Since overcoming his own demons nearly 30 years ago and then thriving in the insurance and investment industry, place-based philanthropy has been the center of Muzikowski’s life. And sports has been one of his most effective tools. He is a devout Christian who takes literally the commandment to love your neighbor. He and his wife moved into the crime-ridden Near North neighborhood in 1988, and would later build the first of his hugely popular Little Leagues with money he donated himself and raised from business acquaintances. In addition to pouring himself into helping children in trouble, he wove a massive web of mentoring relationships built around volunteer coaches, summer camps, and family assistance.

Eventually, though, he noticed that participation in his baseball leagues could only help so much. “Chicago Hope Academy was birthed out of baseball,” Muzikowski explains. “It didn’t seem right that my kids could go to the finest prep schools, while their teammates all had to go to garbage.”

# EXERCISE REQUIREMENTS
Can you reproduce the passage on Muzikowski's philanthropy and Chicago Hope Academy word for word, in full?

# GIVEN DATA

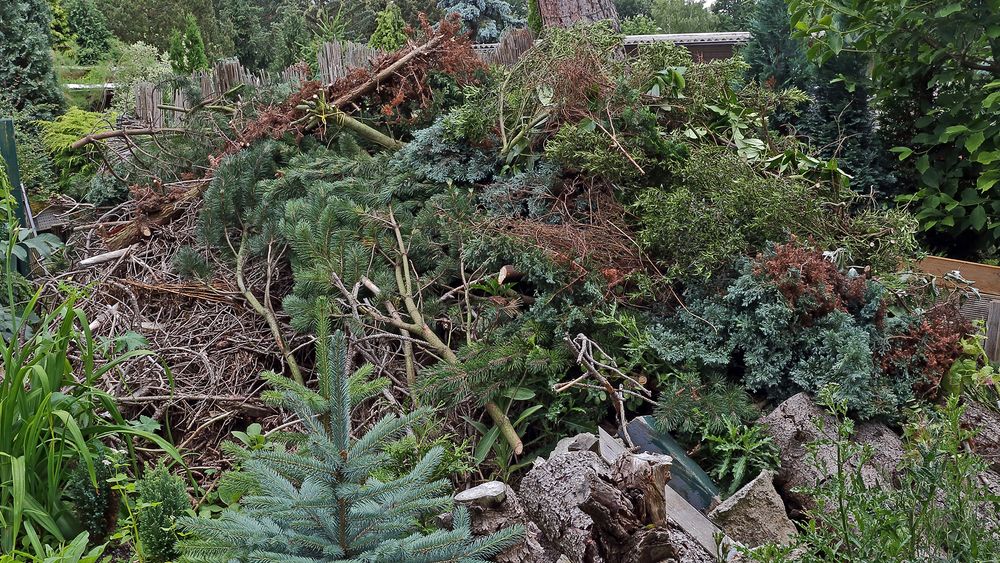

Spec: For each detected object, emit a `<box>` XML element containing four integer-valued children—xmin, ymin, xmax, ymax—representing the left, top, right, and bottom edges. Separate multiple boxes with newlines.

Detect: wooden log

# EXPECTED ANSWER
Since overcoming his own demons nearly 30 years ago and then thriving in the insurance and investment industry, place-based philanthropy has been the center of Muzikowski’s life. And sports has been one of his most effective tools. He is a devout Christian who takes literally the commandment to love your neighbor. He and his wife moved into the crime-ridden Near North neighborhood in 1988, and would later build the first of his hugely popular Little Leagues with money he donated himself and raised from business acquaintances. In addition to pouring himself into helping children in trouble, he wove a massive web of mentoring relationships built around volunteer coaches, summer camps, and family assistance.

Eventually, though, he noticed that participation in his baseball leagues could only help so much. “Chicago Hope Academy was birthed out of baseball,” Muzikowski explains. “It didn’t seem right that my kids could go to the finest prep schools, while their teammates all had to go to garbage.”